- Task description: Reproduce every item below verbatim, leaving out the pictures.

————————

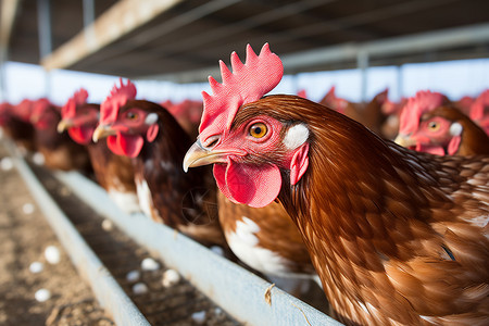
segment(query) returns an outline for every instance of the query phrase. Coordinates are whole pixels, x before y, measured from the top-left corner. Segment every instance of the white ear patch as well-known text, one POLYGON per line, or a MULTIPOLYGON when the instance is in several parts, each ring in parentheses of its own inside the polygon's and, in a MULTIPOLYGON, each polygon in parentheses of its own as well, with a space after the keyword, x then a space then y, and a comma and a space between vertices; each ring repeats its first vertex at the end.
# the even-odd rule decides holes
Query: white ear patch
POLYGON ((158 121, 158 114, 154 112, 151 112, 150 114, 148 114, 148 116, 145 120, 145 124, 147 125, 152 125, 158 121))
POLYGON ((460 123, 453 123, 450 126, 450 135, 452 136, 460 136, 463 131, 464 127, 460 123))
POLYGON ((292 126, 284 137, 284 145, 289 150, 297 149, 305 142, 309 137, 309 129, 303 124, 292 126))

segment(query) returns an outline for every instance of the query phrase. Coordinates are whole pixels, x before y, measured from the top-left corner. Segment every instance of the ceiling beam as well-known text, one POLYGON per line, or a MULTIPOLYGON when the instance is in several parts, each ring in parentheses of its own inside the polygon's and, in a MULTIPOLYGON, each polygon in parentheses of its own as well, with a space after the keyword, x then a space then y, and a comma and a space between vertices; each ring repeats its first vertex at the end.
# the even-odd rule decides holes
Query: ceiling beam
POLYGON ((0 64, 7 61, 10 37, 17 16, 20 0, 2 0, 0 17, 0 64))
MULTIPOLYGON (((428 51, 443 51, 485 43, 489 43, 489 23, 386 38, 362 43, 348 42, 280 57, 285 72, 287 74, 294 74, 301 71, 311 70, 311 67, 321 70, 321 66, 326 66, 328 64, 355 62, 359 58, 359 53, 368 55, 369 60, 374 60, 428 51)), ((220 76, 218 67, 212 66, 175 74, 141 77, 141 79, 197 83, 206 80, 206 77, 210 75, 215 77, 220 76)))
POLYGON ((152 21, 181 0, 121 0, 54 52, 41 59, 46 70, 65 68, 152 21))
POLYGON ((308 66, 356 60, 360 52, 371 58, 389 58, 480 43, 489 43, 489 23, 303 51, 284 55, 283 62, 286 68, 300 71, 308 66))

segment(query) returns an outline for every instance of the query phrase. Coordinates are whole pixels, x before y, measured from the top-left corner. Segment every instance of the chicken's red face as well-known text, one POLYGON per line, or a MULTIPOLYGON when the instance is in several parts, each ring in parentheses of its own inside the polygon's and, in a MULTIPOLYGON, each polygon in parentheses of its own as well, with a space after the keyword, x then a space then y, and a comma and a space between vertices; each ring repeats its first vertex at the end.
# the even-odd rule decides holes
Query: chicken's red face
POLYGON ((229 200, 262 208, 280 192, 283 168, 289 171, 291 185, 308 168, 309 130, 260 114, 256 103, 284 74, 268 45, 259 55, 248 46, 244 64, 236 52, 230 61, 233 72, 220 62, 222 84, 209 78, 213 93, 203 92, 200 135, 184 159, 184 170, 215 163, 217 186, 229 200))
POLYGON ((221 191, 253 208, 277 198, 283 177, 297 184, 309 165, 308 127, 260 114, 261 102, 244 105, 229 130, 198 140, 184 159, 184 170, 214 163, 221 191))
POLYGON ((34 102, 30 123, 36 129, 46 130, 55 127, 60 121, 59 108, 51 105, 47 99, 34 102))
POLYGON ((63 124, 67 127, 70 137, 80 145, 87 145, 91 141, 93 131, 99 123, 98 105, 86 104, 79 108, 76 115, 71 120, 62 120, 58 125, 58 130, 63 124), (61 125, 61 126, 60 126, 61 125))
POLYGON ((421 121, 419 128, 411 135, 415 145, 411 149, 437 155, 453 155, 461 141, 462 125, 441 116, 421 121))
POLYGON ((158 114, 139 109, 137 103, 156 105, 147 101, 128 101, 126 105, 121 108, 113 123, 101 124, 97 127, 93 133, 93 140, 108 137, 106 143, 115 154, 129 158, 139 155, 145 145, 145 138, 147 141, 153 141, 160 127, 158 114))

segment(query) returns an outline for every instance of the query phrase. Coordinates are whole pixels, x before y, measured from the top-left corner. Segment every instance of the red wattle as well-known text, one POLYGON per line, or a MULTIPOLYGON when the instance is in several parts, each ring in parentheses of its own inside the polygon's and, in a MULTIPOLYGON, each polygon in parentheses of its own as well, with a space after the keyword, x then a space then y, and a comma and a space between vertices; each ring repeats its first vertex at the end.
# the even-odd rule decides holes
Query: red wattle
POLYGON ((91 140, 91 135, 93 134, 93 128, 86 127, 71 127, 68 129, 68 135, 73 140, 80 145, 87 145, 91 140))
POLYGON ((256 167, 229 160, 228 164, 214 164, 214 177, 229 200, 252 208, 269 204, 281 187, 280 171, 276 165, 256 167))
POLYGON ((109 136, 106 138, 109 149, 117 155, 125 155, 136 158, 139 155, 145 140, 141 136, 130 136, 117 133, 116 136, 109 136))

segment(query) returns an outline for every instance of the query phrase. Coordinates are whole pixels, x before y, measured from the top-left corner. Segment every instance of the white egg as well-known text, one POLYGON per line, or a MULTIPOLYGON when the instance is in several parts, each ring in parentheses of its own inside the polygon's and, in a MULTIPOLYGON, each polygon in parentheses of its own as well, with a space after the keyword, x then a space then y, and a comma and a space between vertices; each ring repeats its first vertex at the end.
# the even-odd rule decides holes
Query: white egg
POLYGON ((167 269, 163 273, 161 283, 165 288, 176 285, 180 281, 180 275, 175 269, 167 269))
POLYGON ((158 271, 160 269, 160 264, 152 258, 147 258, 142 260, 141 268, 142 271, 158 271))
POLYGON ((36 300, 39 302, 45 302, 45 301, 51 299, 51 292, 47 289, 40 289, 40 290, 36 291, 36 293, 34 294, 34 298, 36 298, 36 300))
POLYGON ((24 214, 33 214, 34 213, 34 205, 32 203, 26 203, 22 206, 22 211, 24 212, 24 214))
POLYGON ((3 158, 2 161, 0 162, 0 167, 3 171, 10 171, 13 167, 13 161, 11 158, 3 158))
POLYGON ((37 165, 43 165, 46 162, 45 155, 42 153, 36 152, 33 155, 33 162, 36 163, 37 165))
POLYGON ((214 252, 215 254, 224 256, 224 250, 223 250, 223 248, 221 248, 218 246, 212 246, 211 251, 214 252))
POLYGON ((133 286, 133 293, 135 294, 145 294, 148 292, 148 286, 143 283, 137 283, 133 286))
POLYGON ((45 269, 45 265, 41 262, 34 262, 29 265, 29 271, 33 274, 41 273, 45 269))
POLYGON ((102 229, 110 231, 114 228, 114 224, 110 220, 103 220, 102 221, 102 229))
POLYGON ((136 281, 136 280, 139 280, 139 277, 141 277, 141 273, 139 273, 139 271, 130 271, 126 275, 126 280, 127 281, 136 281))
POLYGON ((50 264, 58 264, 61 260, 61 253, 60 250, 54 246, 48 246, 45 250, 45 256, 48 263, 50 264))
POLYGON ((205 315, 206 315, 205 311, 199 311, 199 312, 192 313, 192 319, 197 324, 203 324, 203 323, 205 323, 205 315))

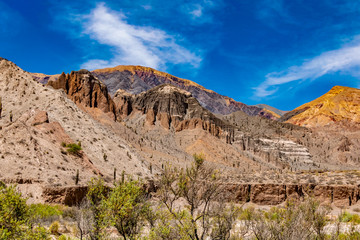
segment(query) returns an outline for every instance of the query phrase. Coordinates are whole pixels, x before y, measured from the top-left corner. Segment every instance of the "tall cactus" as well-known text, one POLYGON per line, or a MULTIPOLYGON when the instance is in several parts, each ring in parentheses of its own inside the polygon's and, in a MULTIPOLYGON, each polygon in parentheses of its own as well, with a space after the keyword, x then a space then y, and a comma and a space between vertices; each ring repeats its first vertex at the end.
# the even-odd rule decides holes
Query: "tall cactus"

————————

- Output of the task:
segment(query) returns an outline for every instance of the query phrase. Coordinates are whole pixels, x before y, measured from the top-left corner. Segment every instance of the white ear patch as well-known text, one POLYGON per line, or a MULTIPOLYGON when the instance is in several parts, each ring in parentheses of its own inside the polygon's and, in a MULTIPOLYGON, each polygon in parentheses of its own as well, with a space after the keyword, x then a space then y, and a comma and a space between vertices; each ring repeats its first vertex at the end.
# the even-odd rule decides holes
Query: white ear patch
POLYGON ((158 121, 158 114, 154 112, 151 112, 150 114, 148 114, 148 116, 145 120, 145 124, 147 125, 152 125, 158 121))
POLYGON ((460 123, 453 123, 450 126, 450 135, 452 136, 460 136, 463 131, 464 127, 460 123))
POLYGON ((292 126, 284 137, 284 145, 289 150, 297 149, 305 142, 309 137, 309 129, 303 124, 292 126))

segment(query) returns an outline for every instance of the query phrase. Coordinates are whole pixels, x before y, measured from the top-left corner. Segment every instance of the ceiling beam as well-known text, one POLYGON per line, or a MULTIPOLYGON when the instance is in several parts, each ring in parentheses of its own inside the polygon's and, in a MULTIPOLYGON, each polygon in parentheses of its own as well, with a space after the keyword, x then a space then y, and a comma and a space between vertices; each ring repeats its first vertex at the end.
# the even-odd rule decides holes
Query: ceiling beam
POLYGON ((0 64, 7 61, 10 37, 17 16, 20 0, 2 0, 0 17, 0 64))
MULTIPOLYGON (((428 51, 443 51, 485 43, 489 43, 489 23, 386 38, 362 43, 348 42, 280 57, 285 72, 287 74, 294 74, 301 71, 311 70, 311 67, 321 70, 321 66, 326 66, 328 64, 355 62, 359 58, 359 53, 368 55, 369 60, 374 60, 428 51)), ((220 76, 218 67, 212 66, 175 74, 141 77, 141 79, 197 83, 206 80, 206 77, 210 75, 215 77, 220 76)))
POLYGON ((152 21, 181 0, 121 0, 54 52, 41 59, 46 70, 65 68, 152 21))
POLYGON ((308 66, 356 60, 360 52, 371 58, 389 58, 480 43, 489 43, 489 23, 303 51, 284 55, 283 62, 286 68, 300 71, 308 66))

segment(query) returns an outline for every instance of the query phrase. Coordinates are whole pixels, x before y, measured from the top-left corner. Segment every instance of the chicken's red face as well-known text, one POLYGON per line, or a MULTIPOLYGON when the instance is in several parts, each ring in parentheses of its own inside the polygon's and, in a MULTIPOLYGON, each polygon in parentheses of its own as well, with a space after the keyword, x then a space then y, and a comma and a space between vertices; each ring repeats its first vertex at the end.
# the even-odd rule decides holes
Query: chicken's red face
POLYGON ((229 200, 262 208, 280 192, 283 168, 289 171, 291 185, 308 168, 309 130, 260 114, 256 103, 284 74, 268 45, 259 55, 248 46, 244 64, 236 52, 230 61, 233 72, 220 62, 222 84, 209 78, 213 93, 203 92, 200 135, 184 159, 184 170, 215 163, 217 186, 229 200))
POLYGON ((221 191, 253 208, 277 198, 283 177, 297 184, 309 165, 308 127, 260 114, 261 102, 244 105, 229 130, 198 140, 184 159, 184 170, 214 163, 221 191))
POLYGON ((34 102, 30 123, 36 129, 46 130, 55 127, 60 121, 59 108, 51 105, 47 99, 34 102))
POLYGON ((63 124, 67 127, 70 137, 80 145, 87 145, 91 141, 93 131, 99 123, 98 105, 86 104, 79 108, 76 115, 71 120, 62 120, 58 125, 58 130, 63 124), (61 125, 61 126, 60 126, 61 125))
POLYGON ((421 121, 419 128, 411 135, 415 145, 411 149, 437 155, 453 155, 461 141, 462 125, 441 116, 421 121))
POLYGON ((158 114, 139 109, 137 103, 156 105, 147 101, 128 101, 126 105, 121 108, 113 123, 101 124, 97 127, 93 133, 93 140, 108 137, 106 143, 115 154, 129 158, 139 155, 145 145, 145 138, 147 141, 153 141, 160 127, 158 114))

segment(query) returns an outline for every instance of the query phrase. Coordinates are whole pixels, x before y, measured from the top-left corner. Segment every instance of the red wattle as well-known text, one POLYGON per line, or a MULTIPOLYGON when the instance is in several parts, each ring in parentheses of its own inside the polygon's and, in a MULTIPOLYGON, each polygon in parentheses of its own as well, with a space after the keyword, x then a space then y, and a comma and a space between vertices; each ring repeats its first vertex at the end.
# the even-odd rule decides holes
Query: red wattle
POLYGON ((91 140, 91 135, 93 134, 93 128, 86 127, 71 127, 68 129, 68 135, 73 140, 80 145, 87 145, 91 140))
POLYGON ((256 167, 229 160, 228 164, 214 164, 214 177, 229 200, 252 208, 269 204, 281 187, 280 171, 276 165, 256 167))
POLYGON ((109 136, 106 138, 109 149, 117 155, 125 155, 136 158, 139 155, 145 140, 141 136, 130 136, 117 133, 116 136, 109 136))

segment(query) returns an outline for every instance of the query phrase. Coordinates are whole pixels, x before y, measured from the top-left corner. Segment every instance of the white egg as well-known text, one POLYGON per line, or a MULTIPOLYGON when the instance is in several parts, each ring in parentheses of its own inside the polygon's and, in a MULTIPOLYGON, each polygon in parentheses of its own as well, with a space after the keyword, x then a space then y, and a comma and a space between vertices; each ring repeats its first vertex at the end.
# the even-odd rule decides holes
Query: white egg
POLYGON ((167 269, 163 273, 161 283, 165 288, 176 285, 180 281, 180 275, 175 269, 167 269))
POLYGON ((158 271, 160 269, 160 264, 152 258, 147 258, 142 260, 141 268, 142 271, 158 271))
POLYGON ((36 300, 39 302, 45 302, 45 301, 51 299, 51 292, 47 289, 40 289, 40 290, 36 291, 36 293, 34 294, 34 298, 36 298, 36 300))
POLYGON ((24 214, 33 214, 34 213, 34 205, 32 203, 26 203, 22 206, 22 211, 24 212, 24 214))
POLYGON ((3 158, 2 161, 0 162, 0 167, 3 171, 10 171, 13 167, 13 161, 11 158, 3 158))
POLYGON ((37 165, 43 165, 46 162, 45 155, 42 153, 36 152, 33 155, 33 162, 36 163, 37 165))
POLYGON ((214 252, 215 254, 224 256, 224 250, 223 250, 223 248, 221 248, 218 246, 212 246, 211 251, 214 252))
POLYGON ((133 286, 133 293, 135 294, 145 294, 148 292, 148 286, 143 283, 137 283, 133 286))
POLYGON ((45 269, 45 265, 41 262, 34 262, 29 265, 29 271, 33 274, 41 273, 45 269))
POLYGON ((102 229, 110 231, 114 228, 114 224, 110 220, 103 220, 102 221, 102 229))
POLYGON ((136 281, 136 280, 139 280, 139 277, 141 277, 141 273, 139 273, 139 271, 130 271, 126 275, 126 280, 127 281, 136 281))
POLYGON ((50 264, 58 264, 61 260, 61 253, 60 250, 54 246, 48 246, 45 250, 45 256, 48 263, 50 264))
POLYGON ((205 315, 206 315, 205 311, 199 311, 199 312, 192 313, 192 319, 197 324, 203 324, 203 323, 205 323, 205 315))

segment(query) returns an outline for every instance of the query phrase. Coordinates are whole pixels, x before y, measured from the top-left corner. Segment every instance of the "tall cactus" as well-known text, one POLYGON per line, or a MULTIPOLYGON when the instance is in several parts, each ring in parentheses of its own inside the polygon's and, in a MULTIPOLYGON, each polygon in parentheses of its own as well, with a space after the keyword, x then a space then y, and a comma and a space between vertices; each ring repeats its first vertex at the end.
# the even-odd rule decides holes
Query: "tall cactus"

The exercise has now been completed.